抜粋本文:
猫が我慢しているときの5つのサイン
歩行の仕方がおかしいとか出血があるなど、外観からわかる異常はわかりやすいものです。しかし、外観からわからない病気やケガは、気付きにくい場合があります。
以下のような行動が見られたら、猫が不調を感じている可能性があります。
1.ひとりになりたがる
猫は身体に痛みや不快感があると、静かな場所に隠れようとします。これは、本能的な防衛反応のひとつで、弱った状態をできるだけバレないようにするための行動です。
押し入れの奥に入り込んでジッと眠っていることもありますし、名前を呼んでも反応しなくなったりすることがあります。
体調不良や怪我の初期にありがちな行動なので、この段階で気づけば早期発見できるチャンスがあります。たとえ食欲があったとしても、明らかに様子が違う状態が2日目も続くようなら、動物病院へ連れて行きましょう。
2.食欲の低下
猫が我慢していると、通常の食事量が減ったり、食べなくなったりすることがあります。
原因には、歯など身体のどこかの痛みや消化器系含む内臓の不調などの身体的な要因だけでなく、暑さなどでなんとなく身体がダルいというときにも、心理的な要因で食欲が落ちることもあります。
食欲低下は、体重減少や免疫低下など、ほかの健康問題を引き起こす可能性があるため注意が必要です。
猫の食欲がないからといって無理に口をこじ開けて食べさせようとするのは困難であり、食事自体を敬遠する理由になるのですべきではないのですが、いつもはおやつに与えるおいしいものを適宜使って食欲を維持させることも大切です。
24時間以上まったく食べない場合や、通常の半分以下の食事量が2日続く場合、呼吸や排泄など他の異常がある場合には、すぐに動物病院で診てもらいましょう。
3.グルーミングの変化
同じところを舐め続ける過剰なグルーミングや、あるいは逆にグルーミングをまったくしなくなることがあります。
通常、猫は適度にグルーミングをしていますが、極端な変化が見られる場合は注意が必要です。皮膚のかゆみや痛み、ストレスなどが原因となっている可能性があるためです。
また、身体の中が痛くても、毛を舐めたり噛んだりすることもあります。
一方、グルーミングをまったくしなくなる場合は、別の問題が潜んでいる可能性があります。極端な体力低下や関節など体のどこかの痛み、口腔内の問題があるかもしれません。
2日しても改善が見られないときや皮膚に赤みや脱毛が見られる場合には、獣医師に相談してください。
4.動き方の変化
四肢の関節に違和感があると、猫はうまく歩けないことがあります。さらに、横たわれない・香箱座りができないなど、特定の体勢を取らないようにするかもしれません。
痛みがある場合、わずかな段差でさえジャンプして登ることを避けるようになることもあるでしょう。
これらの行動は、背後に関節炎や筋肉の痛み、神経や血管の疾患などの運動機能に関わる問題があると考えられます。
特に足を引きずるような歩き方の場合、心臓や脳などの病気も原因として考えられ緊急性があるため、決して軽視することはできません。四肢のどこかが動かない場合や、鳴く・触ると怒るなど痛みを伴うような場合はすぐに動物病院を受診しましょう。

課題 1:
猫が我慢しているときのサインの文章をもとに、次の問いに答えなさい。
(a) 猫が身体の痛みや不快感から静かな場所に隠れようとするのは、何をするための行動とされているか。
(b) 食欲の低下について、すぐに動物病院で診てもらうべきとされる、まったく食べない時間の長さはどれだけか。
(c) グルーミングをまったくしなくなる場合に考えられるものとして、何が挙げられているか。
課題 2:
猫が我慢しているときのサインの文章にある「痛みがある場合、わずかな段差でさえジャンプして登ることを避けるようになることもあるでしょう。」を英語に訳してください。
この先の記録は、ここでの作業には使わない。

手元のデータ:

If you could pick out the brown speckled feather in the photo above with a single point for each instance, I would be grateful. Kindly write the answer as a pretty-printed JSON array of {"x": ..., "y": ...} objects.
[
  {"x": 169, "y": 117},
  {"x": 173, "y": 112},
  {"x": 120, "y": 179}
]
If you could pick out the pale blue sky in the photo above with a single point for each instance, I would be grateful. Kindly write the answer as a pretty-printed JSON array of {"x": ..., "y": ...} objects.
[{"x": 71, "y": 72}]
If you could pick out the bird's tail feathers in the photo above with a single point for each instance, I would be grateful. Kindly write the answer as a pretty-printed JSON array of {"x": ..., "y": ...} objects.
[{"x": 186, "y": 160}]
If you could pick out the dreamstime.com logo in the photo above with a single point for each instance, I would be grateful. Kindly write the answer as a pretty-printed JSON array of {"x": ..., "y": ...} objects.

解答例 1:
(a) 弱った状態をできるだけバレないようにするための行動。
(b) 24時間以上。
(c) 極端な体力低下、関節など体のどこかの痛み、口腔内の問題。

解答例 2:
When a cat is in pain, it may even start avoiding jumping up onto a slight step.